_SEITENTEXT_.
Abgesehen davon, dass ich dort natürlich auch einen Gelsenkirchener Künstler (Besucher) traf,
gingen mir immer Parallelen zu den Gelsenkirchener Geschichten durch den Kopf.
Meckern will ich erst einmal nur über die vielen kleinformatigen Fotos, die nun gar nicht Menschen mit Sehproblemen und einer Massenausstellung angemessen sind und über die Videoarbeiten, die ich als Diktatur empfinde, weil sie meinen Blick- und Zeittunnel zwangsweise fremdbestimmen.
Mir scheint unser "Konzept" der Soziotop-Abbildung wie ein Gegenmodell zum Dokumenta Thema "Migration - Bewegung- Moderne - Was tun etc." zu sein und gleichzeitig so viele Parallelen zu haben, dass wir eigentlich dort als Kunstwerk oder Kunstprojekt hätten beteiligt sein müssen. Unbestimmte Dissidenz und wilde Zeichen? Haben wir auch.Die Zeit 14.06.2007 Nr. 25 hat geschrieben:Warum die Avantgarde der sechziger Jahre Geschichte ist, lässt sich leicht sagen. Damals war Ruhe im System, eine historische Starre, und die Avantgarden spielten die Rolle der Entfesselungskünstler. Heute verhält es sich genau umgekehrt. Das System selbst »rast«, und die kapitalistische Mobilmachung erfasst alle Lebensbereiche und streift ihnen die Fesseln ab. Glaubt man den Autoren der Documenta-Magazine, dann reagieren die Künstler auf diese Lage nicht mehr mit bestimmten Utopien und bestimmten Programmen, sondern mit unbestimmter Dissidenz und wilden Zeichen. Einige Texte, und es sind nicht die schlechtesten, lesen sich so, als sei es das beste Konzept, kein Konzept zu haben, weil nichts wichtiger ist als Bewegung, denn Bewegung ist alles, ist Leben.

_ZU ERLEDIGENDE AUFGABEN_.
[1] Nenne alle Begriffe, die der Seitentext als Dokumenta-Thema in Anführungszeichen aufführt, ohne das abschließende „etc.“.
[2] Welche Rolle spielten die Avantgarden der sechziger Jahre laut dem Zitat aus der Zeit im Seitentext?
Das Material steht in keinem Zusammenhang mit dem Seitentext.

_GEGEBENE INFORMATIONEN_.
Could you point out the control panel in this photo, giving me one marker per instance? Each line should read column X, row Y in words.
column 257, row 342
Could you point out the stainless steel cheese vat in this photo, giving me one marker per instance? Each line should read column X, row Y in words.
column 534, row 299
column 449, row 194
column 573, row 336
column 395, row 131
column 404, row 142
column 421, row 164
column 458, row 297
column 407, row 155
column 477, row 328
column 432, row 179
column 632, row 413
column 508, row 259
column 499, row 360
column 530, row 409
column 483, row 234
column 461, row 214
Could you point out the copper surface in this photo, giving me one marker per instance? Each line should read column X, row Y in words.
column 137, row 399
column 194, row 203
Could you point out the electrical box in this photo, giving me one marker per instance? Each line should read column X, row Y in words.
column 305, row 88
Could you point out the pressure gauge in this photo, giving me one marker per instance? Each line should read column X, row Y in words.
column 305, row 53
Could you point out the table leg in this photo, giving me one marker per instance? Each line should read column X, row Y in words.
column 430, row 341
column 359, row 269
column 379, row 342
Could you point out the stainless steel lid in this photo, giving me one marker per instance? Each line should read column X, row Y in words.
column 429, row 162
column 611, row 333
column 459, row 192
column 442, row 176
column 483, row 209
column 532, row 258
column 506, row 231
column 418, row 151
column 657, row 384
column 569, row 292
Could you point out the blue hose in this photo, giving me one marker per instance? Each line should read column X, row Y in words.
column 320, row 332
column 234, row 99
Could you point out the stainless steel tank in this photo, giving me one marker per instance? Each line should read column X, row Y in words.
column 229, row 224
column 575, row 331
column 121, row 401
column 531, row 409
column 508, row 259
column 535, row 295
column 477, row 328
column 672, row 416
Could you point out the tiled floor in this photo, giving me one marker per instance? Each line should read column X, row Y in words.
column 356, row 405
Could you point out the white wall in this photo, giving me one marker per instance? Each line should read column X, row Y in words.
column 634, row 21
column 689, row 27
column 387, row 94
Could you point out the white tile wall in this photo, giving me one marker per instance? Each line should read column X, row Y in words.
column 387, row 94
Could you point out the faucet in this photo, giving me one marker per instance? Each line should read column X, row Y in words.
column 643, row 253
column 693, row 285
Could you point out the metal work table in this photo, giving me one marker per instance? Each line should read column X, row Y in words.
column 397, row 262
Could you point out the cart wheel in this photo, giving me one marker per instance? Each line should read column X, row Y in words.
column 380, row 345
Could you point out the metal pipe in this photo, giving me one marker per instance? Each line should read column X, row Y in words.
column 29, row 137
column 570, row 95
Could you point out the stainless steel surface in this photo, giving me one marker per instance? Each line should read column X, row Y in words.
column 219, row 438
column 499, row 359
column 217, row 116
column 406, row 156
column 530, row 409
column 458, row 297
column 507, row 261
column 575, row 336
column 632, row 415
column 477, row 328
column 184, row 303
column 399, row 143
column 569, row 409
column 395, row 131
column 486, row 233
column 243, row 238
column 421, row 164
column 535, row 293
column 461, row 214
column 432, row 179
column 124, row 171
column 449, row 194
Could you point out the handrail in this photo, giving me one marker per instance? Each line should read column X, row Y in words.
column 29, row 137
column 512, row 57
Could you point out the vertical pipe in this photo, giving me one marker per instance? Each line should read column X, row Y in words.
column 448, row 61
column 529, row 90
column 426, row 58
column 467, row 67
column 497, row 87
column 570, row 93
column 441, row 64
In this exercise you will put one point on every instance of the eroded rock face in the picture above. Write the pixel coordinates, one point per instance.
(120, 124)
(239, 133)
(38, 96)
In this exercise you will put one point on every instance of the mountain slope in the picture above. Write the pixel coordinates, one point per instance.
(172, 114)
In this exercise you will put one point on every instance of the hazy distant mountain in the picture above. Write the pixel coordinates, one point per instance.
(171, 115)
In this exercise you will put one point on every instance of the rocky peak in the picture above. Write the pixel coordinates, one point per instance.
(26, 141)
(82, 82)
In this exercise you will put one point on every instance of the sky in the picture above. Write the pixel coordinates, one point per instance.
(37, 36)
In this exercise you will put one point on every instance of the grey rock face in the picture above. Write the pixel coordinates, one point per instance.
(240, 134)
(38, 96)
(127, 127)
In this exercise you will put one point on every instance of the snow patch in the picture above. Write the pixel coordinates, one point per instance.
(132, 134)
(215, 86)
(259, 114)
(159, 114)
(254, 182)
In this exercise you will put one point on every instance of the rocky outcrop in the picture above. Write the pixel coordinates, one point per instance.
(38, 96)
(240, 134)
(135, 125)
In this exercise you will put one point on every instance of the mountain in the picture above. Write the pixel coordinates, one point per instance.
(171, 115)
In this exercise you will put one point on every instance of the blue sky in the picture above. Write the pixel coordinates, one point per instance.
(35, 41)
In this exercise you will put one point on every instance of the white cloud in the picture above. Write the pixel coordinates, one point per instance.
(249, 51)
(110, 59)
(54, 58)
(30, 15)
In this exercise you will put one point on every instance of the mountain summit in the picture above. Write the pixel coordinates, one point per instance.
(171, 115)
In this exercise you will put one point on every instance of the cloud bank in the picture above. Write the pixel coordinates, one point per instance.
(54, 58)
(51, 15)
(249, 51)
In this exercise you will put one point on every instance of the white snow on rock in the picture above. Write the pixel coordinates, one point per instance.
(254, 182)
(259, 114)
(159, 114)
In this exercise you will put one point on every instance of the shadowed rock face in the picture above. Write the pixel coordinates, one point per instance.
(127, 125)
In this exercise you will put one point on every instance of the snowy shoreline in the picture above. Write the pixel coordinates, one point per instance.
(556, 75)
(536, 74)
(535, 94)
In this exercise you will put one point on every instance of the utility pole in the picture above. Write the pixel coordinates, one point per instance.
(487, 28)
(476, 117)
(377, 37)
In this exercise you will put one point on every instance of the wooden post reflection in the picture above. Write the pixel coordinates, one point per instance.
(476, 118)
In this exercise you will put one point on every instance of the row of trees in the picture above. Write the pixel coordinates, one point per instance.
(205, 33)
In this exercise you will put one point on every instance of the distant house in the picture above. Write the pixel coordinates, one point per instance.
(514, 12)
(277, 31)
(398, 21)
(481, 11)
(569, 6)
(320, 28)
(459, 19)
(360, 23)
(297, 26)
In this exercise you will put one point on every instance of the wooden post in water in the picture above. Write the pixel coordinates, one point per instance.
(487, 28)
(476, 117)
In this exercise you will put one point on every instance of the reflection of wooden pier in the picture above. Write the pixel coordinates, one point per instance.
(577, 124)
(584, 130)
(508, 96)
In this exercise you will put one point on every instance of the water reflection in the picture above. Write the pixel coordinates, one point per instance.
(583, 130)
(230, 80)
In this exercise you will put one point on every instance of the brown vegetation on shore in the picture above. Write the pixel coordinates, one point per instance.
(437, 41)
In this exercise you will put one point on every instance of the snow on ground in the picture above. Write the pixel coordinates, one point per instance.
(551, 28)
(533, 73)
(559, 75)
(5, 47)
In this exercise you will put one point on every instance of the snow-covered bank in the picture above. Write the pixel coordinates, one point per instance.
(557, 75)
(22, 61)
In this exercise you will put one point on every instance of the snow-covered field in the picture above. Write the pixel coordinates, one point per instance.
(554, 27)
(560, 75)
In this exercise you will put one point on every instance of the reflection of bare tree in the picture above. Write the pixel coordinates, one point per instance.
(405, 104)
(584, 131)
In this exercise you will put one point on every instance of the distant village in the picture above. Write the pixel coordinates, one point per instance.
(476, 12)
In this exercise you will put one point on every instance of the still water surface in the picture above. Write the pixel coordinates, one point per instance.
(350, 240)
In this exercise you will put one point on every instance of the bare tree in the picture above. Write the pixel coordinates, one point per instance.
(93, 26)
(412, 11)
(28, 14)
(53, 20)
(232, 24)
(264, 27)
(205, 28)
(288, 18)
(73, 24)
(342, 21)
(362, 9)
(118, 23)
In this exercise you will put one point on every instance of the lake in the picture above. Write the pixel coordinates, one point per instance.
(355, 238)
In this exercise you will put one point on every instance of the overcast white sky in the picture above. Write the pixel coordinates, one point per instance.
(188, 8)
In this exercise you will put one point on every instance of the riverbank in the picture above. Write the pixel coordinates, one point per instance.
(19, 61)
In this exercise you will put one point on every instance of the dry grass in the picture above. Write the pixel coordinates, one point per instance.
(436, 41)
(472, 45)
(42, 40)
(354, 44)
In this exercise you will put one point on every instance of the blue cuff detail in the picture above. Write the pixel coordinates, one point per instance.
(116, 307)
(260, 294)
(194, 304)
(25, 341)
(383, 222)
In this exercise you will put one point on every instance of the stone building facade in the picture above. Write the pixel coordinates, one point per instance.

_ANTWORTEN_.
[1] Migration, Bewegung, Moderne, Was tun

[2] Sie spielten die Rolle der Entfesselungskünstler.